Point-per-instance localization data
Segment Open
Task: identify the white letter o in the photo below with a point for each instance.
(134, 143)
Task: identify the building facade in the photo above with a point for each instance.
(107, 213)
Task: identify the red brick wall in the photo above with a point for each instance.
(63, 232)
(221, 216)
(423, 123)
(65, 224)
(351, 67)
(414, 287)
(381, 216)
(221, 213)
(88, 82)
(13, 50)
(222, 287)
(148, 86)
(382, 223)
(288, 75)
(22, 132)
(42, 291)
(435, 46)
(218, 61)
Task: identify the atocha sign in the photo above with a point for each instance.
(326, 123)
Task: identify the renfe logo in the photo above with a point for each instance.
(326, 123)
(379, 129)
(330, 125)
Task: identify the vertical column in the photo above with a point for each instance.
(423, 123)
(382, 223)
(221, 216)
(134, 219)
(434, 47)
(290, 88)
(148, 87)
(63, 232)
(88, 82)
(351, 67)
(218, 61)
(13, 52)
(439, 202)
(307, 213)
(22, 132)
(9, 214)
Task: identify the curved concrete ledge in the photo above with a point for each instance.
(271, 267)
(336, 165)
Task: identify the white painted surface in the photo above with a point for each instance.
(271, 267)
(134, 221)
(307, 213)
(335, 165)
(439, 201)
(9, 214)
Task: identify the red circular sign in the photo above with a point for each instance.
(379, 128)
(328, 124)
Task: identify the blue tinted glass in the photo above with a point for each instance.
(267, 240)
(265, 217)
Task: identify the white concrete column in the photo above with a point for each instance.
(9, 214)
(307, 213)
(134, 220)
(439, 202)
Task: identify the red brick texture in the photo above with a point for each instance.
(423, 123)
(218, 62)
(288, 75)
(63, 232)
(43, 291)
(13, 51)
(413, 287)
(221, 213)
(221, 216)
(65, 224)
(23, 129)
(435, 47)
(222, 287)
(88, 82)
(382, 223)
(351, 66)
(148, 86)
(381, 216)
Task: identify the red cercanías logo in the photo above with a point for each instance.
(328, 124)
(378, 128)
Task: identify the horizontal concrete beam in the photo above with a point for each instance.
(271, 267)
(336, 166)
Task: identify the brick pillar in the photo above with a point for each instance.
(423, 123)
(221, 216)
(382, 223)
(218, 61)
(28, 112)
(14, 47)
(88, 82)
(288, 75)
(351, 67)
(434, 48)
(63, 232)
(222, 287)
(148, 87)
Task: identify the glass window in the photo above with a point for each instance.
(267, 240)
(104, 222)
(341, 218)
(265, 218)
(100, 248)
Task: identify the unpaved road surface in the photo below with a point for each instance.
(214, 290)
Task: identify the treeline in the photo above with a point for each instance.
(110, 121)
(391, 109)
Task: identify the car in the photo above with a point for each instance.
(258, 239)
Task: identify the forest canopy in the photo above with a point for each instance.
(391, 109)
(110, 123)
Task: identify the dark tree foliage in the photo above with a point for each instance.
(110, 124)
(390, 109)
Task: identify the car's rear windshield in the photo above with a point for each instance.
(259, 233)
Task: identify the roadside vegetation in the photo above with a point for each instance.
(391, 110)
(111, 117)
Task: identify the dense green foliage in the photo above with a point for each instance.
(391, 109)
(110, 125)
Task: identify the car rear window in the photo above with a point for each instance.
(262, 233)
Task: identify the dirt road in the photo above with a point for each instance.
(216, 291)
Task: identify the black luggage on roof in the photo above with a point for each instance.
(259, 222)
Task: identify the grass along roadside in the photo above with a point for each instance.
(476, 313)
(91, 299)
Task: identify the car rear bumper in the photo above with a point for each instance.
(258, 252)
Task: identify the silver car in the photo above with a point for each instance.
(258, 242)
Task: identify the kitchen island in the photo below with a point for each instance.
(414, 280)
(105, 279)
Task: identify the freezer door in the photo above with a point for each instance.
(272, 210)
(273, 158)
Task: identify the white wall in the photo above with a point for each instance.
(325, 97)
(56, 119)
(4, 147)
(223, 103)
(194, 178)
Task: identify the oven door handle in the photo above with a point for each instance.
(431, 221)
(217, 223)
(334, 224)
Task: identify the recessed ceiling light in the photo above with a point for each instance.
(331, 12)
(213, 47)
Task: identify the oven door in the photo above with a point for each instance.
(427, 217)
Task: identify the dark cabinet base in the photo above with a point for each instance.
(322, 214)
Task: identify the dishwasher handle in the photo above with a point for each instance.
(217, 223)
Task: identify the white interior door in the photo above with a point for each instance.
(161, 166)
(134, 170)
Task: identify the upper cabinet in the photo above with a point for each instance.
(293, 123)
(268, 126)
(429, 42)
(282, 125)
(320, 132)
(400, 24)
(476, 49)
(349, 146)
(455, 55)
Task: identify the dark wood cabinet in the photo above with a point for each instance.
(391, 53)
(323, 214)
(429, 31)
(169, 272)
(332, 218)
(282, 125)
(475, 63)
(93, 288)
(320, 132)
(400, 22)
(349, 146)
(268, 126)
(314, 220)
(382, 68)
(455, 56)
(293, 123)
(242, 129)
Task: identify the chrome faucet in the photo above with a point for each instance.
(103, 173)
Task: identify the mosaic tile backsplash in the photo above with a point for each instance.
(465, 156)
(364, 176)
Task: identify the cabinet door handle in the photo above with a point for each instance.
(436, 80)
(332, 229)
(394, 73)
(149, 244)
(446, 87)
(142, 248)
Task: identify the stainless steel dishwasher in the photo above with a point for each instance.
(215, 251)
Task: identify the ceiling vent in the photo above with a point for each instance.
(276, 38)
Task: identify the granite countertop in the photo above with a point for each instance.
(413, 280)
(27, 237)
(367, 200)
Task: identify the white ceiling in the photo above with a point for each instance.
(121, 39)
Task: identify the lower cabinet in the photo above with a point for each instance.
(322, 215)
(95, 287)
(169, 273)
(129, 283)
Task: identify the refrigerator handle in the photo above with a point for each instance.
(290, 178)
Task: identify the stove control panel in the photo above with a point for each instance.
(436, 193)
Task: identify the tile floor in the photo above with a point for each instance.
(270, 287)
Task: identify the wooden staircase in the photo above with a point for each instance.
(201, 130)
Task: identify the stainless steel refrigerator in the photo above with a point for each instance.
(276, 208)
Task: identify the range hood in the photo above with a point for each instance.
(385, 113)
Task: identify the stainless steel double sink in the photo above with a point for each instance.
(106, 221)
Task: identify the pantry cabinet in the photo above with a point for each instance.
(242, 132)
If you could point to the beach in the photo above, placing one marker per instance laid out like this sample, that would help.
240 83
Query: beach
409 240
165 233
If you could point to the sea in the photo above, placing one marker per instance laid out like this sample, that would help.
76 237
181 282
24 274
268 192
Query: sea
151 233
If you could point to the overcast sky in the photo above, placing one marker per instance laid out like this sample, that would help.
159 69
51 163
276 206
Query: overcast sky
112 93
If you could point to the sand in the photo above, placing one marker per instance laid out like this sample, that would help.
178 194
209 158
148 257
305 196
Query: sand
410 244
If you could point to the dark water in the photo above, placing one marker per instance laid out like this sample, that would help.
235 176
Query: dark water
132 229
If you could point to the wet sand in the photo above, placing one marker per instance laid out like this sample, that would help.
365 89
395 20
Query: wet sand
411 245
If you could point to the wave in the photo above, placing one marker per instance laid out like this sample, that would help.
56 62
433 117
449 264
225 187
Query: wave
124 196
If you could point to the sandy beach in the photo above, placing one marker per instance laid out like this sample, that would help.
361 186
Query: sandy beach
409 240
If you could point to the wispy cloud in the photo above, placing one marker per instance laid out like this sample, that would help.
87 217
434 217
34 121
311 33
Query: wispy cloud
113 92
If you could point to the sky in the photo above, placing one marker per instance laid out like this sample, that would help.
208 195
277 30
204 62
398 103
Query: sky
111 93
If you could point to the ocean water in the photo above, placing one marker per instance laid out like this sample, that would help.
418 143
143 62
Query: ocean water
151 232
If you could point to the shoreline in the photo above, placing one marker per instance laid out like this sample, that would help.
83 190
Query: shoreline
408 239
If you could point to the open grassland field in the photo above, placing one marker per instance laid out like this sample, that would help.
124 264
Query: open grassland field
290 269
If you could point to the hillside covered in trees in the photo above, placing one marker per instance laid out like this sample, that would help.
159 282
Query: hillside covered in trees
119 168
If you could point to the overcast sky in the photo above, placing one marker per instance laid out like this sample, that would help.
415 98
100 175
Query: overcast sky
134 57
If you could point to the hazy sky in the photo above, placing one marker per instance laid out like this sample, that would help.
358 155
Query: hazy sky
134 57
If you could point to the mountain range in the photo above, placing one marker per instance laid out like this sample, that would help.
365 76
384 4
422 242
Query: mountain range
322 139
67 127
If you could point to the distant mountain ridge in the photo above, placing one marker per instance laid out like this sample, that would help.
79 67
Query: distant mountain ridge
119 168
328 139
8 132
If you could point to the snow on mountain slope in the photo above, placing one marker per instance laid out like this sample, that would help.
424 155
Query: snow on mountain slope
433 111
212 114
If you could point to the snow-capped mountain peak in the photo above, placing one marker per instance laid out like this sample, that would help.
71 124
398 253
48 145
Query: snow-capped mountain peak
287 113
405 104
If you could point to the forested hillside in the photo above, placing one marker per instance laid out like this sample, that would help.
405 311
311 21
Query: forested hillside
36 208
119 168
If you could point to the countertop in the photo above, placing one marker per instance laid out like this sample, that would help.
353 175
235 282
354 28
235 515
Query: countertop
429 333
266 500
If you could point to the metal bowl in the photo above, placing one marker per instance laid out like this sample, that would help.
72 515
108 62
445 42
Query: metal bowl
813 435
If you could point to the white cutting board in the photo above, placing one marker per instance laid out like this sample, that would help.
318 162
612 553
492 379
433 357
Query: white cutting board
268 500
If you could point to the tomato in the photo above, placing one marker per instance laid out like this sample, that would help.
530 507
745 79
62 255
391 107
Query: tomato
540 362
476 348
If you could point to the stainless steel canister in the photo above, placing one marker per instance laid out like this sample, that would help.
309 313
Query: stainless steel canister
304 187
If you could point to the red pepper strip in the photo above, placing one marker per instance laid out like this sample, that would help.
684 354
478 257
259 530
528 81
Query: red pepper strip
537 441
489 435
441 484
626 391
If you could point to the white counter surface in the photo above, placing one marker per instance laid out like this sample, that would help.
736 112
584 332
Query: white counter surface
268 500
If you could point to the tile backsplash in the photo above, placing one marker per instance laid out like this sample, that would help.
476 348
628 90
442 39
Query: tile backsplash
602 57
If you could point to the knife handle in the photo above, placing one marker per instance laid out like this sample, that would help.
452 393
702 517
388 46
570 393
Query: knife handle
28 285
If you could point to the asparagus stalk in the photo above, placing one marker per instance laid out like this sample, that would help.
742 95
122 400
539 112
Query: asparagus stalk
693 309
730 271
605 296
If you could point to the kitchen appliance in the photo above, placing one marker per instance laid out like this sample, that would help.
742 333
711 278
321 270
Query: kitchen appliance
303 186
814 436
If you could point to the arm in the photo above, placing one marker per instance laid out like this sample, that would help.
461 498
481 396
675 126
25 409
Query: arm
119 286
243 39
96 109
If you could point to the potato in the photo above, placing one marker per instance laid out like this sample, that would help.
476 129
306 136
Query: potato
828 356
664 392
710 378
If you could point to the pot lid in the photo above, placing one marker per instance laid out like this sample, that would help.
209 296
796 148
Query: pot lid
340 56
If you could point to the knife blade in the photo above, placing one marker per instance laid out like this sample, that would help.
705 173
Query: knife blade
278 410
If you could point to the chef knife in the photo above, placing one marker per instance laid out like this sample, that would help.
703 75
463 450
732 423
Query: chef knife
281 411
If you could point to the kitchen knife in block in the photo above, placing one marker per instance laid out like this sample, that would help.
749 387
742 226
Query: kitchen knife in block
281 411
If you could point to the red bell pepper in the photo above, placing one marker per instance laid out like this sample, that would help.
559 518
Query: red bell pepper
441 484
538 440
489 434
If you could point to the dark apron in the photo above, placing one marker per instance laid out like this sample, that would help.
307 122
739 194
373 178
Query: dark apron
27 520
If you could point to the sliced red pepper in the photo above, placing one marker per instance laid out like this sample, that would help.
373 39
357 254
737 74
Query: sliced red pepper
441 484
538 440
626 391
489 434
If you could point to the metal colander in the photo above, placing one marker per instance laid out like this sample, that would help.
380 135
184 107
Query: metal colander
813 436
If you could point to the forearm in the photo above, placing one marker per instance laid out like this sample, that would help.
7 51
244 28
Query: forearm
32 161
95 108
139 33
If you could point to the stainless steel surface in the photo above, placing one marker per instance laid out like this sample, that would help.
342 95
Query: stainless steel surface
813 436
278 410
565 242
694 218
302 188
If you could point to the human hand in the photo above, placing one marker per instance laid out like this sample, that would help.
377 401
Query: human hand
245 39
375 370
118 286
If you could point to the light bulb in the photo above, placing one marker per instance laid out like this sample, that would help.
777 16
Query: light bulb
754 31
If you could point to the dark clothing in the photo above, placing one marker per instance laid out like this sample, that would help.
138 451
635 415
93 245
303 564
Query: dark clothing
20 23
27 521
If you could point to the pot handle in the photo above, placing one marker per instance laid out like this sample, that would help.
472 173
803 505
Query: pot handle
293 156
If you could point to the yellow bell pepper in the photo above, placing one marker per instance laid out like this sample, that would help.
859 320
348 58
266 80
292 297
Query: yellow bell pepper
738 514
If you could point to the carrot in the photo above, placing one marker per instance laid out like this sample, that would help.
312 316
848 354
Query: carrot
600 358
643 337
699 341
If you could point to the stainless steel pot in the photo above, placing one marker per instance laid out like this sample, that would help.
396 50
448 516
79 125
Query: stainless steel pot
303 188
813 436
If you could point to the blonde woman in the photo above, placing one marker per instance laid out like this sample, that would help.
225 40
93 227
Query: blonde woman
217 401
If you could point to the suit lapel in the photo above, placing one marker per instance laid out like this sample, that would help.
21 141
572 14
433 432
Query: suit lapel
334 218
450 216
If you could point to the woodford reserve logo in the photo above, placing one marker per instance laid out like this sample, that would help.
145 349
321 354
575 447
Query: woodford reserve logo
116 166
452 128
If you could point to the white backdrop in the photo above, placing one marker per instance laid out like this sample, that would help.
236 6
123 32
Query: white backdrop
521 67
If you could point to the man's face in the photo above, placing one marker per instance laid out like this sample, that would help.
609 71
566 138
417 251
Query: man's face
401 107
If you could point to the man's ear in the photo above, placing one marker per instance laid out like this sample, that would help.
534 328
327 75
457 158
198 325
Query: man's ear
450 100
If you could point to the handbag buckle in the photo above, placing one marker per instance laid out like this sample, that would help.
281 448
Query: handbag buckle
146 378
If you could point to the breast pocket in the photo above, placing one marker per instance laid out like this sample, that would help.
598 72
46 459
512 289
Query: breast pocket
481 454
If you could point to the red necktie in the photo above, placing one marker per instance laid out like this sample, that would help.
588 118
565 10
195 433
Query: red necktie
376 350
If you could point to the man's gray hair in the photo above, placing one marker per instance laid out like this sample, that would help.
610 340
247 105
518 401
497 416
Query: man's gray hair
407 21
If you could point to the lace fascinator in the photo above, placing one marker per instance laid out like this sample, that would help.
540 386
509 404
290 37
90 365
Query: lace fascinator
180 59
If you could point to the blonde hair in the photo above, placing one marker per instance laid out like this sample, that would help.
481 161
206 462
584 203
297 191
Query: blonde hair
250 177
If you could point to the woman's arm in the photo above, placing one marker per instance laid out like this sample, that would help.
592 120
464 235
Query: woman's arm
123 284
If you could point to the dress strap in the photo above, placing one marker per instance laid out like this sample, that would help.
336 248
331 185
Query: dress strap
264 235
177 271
Segment Closed
Copy exactly the line containing "Query: lace fascinator" and every line after it, ending with the last line of the records above.

Query: lace fascinator
180 59
If you could point to the blonde hair in the photo above, placing one marker per instance laid out like this sample, that would help.
481 161
206 462
584 203
297 191
Query: blonde hair
250 177
If you could point to the woman's arm in the photo above, placing one marker per instance laid out like this sample, that would help.
592 120
464 235
Query: woman's arm
123 284
If you could point to the dress strap in the photo above, placing one marker per instance laid out like this sample, that would help.
336 248
331 185
Query: dress strap
264 235
177 271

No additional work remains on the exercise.